● Extracted material:
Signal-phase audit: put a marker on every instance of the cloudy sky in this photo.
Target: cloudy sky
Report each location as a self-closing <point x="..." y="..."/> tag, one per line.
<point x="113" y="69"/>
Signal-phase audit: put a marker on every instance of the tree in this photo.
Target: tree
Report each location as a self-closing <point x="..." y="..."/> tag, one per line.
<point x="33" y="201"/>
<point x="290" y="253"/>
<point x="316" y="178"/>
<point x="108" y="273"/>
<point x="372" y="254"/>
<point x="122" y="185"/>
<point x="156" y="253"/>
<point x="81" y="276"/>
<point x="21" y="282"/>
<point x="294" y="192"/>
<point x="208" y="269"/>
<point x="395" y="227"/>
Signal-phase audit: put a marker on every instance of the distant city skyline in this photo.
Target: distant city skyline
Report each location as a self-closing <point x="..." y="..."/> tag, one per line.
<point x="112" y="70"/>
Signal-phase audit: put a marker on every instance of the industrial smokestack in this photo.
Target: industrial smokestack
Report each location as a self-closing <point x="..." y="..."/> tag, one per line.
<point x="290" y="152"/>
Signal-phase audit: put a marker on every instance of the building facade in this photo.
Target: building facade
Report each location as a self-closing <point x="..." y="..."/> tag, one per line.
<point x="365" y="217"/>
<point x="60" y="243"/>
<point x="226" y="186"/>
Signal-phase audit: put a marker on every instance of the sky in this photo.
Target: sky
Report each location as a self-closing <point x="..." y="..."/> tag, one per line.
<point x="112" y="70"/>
* * *
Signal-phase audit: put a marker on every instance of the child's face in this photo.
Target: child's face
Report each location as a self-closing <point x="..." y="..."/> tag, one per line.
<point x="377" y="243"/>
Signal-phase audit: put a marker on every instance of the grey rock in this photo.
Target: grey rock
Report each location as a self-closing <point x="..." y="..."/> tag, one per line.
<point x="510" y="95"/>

● Exercise requirements:
Please find every line in the items above that contains the word "rock" and copy each one out in full.

● Written answer:
Signal-phase audit: put a marker on every instance of the grey rock in this photo.
Target: grey rock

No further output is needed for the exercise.